■ THE INPUT ■
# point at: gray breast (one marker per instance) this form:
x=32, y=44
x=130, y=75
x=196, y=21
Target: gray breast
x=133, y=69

■ TASK ITEM ■
From the first line to the last, repeat the records exactly.

■ RESPONSE FOR THIS EXERCISE ■
# point at: gray breast (one marker per instance) this form:
x=32, y=44
x=130, y=75
x=196, y=21
Target: gray breast
x=133, y=69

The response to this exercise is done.